**PASSAGE:**
*** Block opens ***
Saturday, 25 January 2014

Dealing with a Stutter

This is new writing ground, as this post is going to be brutally honest.
I realise that one of the reasons I decided to blog, was to encourage others who face similar challenges in life. With this in mind, it would be rather dishonest and perhaps selfish to keep quiet about one of my greatest struggles...my stutter.

Society has sadly portrayed stammering to be a reflection of poor intelligence; this is certainly not true as some of the greatest minds in various fields are stutterers. Stuttering can be debilitating, not only on a physical and mental level, but also emotionally. Hence this post aims to encourage stutterers to not be broken by it and non-stutterers to be more empathetic - don't worry, I shall not bore you with scientific facts!

I started stuttering when I was 9 - as a school child, being asked to read a passage in front of the class was the most petrifying task. I still remember the jeers, not only from my peers but also my teacher, as I found myself stuck on a relatively easy word - canteen - for almost 10 minutes! The once extrovert soon started shying away; losing all self-esteem and confidence, I wondered many times why God made me stutter! Such experiences scarred me so much that just the sound of the word 'stammering' or 'stuttering' would hoist my defences as I vigorously denied ever having such a problem.

With debating and public speaking being one of my passions, I felt like I had lost my identity. Luckily, all this changed when I became a Christian.

As a Christian, you find your identity in God, not in what you can do but what He has done. This changed everything. I didn't have to prove myself to God with my eloquence in speech, all He wanted was a willing heart that trusted and obeyed. While I previously felt useless, I now know my life is purposeful - God used Moses, a stutterer, to lead the Jews out of Egypt; what stops Him from using me! I came to terms with the fact that I stutter, while it is still a struggle at times to pronounce certain words fluently, I can assure you that it is not a cross I regret bearing. Don't get me wrong, I get frustrated and embarrassed all the time - who likes standing helpless in front of a crowd!

When I am asked to speak or read in public, I usually say a mini prayer beforehand in my head for God to guide me - miraculously there are numerous instances where He has helped me speak with great ardour and clarity in the presence of many. Although there are other circumstances where He lets me face my stutter, I have learnt how to deal with it; instead of blaming God, I thank Him for reminding me that I need Him always.
*** Block closes ***
**WHAT YOU NEED TO DO:**
(A) Reproduce the part of the stuttering post that opens with the words containing "As a Christian, you" and closes with "of a crowd!".
(B) In the stuttering post, what word did the writer get stuck on for almost 10 minutes while reading in front of the class?
The entries aren't needed here.

Dataset entries
*** Block opens ***
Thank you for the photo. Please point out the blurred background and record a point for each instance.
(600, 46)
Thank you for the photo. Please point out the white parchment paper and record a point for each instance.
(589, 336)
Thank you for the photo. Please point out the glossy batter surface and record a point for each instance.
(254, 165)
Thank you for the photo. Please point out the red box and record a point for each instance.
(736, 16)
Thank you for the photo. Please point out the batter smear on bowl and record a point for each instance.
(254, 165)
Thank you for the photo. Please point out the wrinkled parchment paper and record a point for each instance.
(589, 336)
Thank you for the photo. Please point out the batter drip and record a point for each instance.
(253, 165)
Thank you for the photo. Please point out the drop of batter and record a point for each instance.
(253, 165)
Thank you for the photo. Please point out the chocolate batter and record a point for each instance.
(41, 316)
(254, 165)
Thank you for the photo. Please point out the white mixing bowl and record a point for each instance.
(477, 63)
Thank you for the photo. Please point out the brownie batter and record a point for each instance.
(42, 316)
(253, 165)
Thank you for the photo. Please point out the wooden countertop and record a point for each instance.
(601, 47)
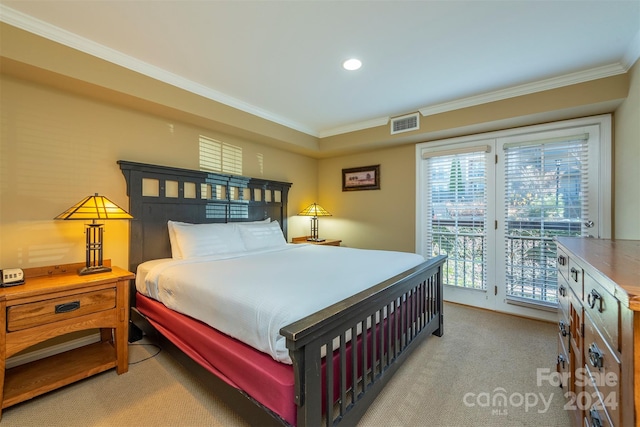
*** Block closes ***
**ANSWERS BELOW:**
(A)
As a Christian, you find your identity in God, not in what you can do but what He has done. This changed everything. I didn't have to prove myself to God with my eloquence in speech, all He wanted was a willing heart that trusted and obeyed. While I previously felt useless, I now know my life is purposeful - God used Moses, a stutterer, to lead the Jews out of Egypt; what stops Him from using me! I came to terms with the fact that I stutter, while it is still a struggle at times to pronounce certain words fluently, I can assure you that it is not a cross I regret bearing. Don't get me wrong, I get frustrated and embarrassed all the time - who likes standing helpless in front of a crowd!

(B) Canteen.